◆ EXERCISE
With the pictures removed, the data below must be transcribed in full and exactly.

◆ Image point grounding data
>>>
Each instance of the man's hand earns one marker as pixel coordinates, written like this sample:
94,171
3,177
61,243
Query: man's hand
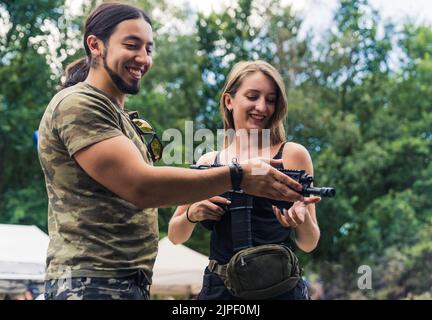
263,180
296,215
<<<
◆ SOLUTION TO THIS PROBLEM
Each instance of the man's hand earns one marker as pixel coordinates, written like this sample:
94,171
3,177
61,243
Query: man's hand
263,180
296,215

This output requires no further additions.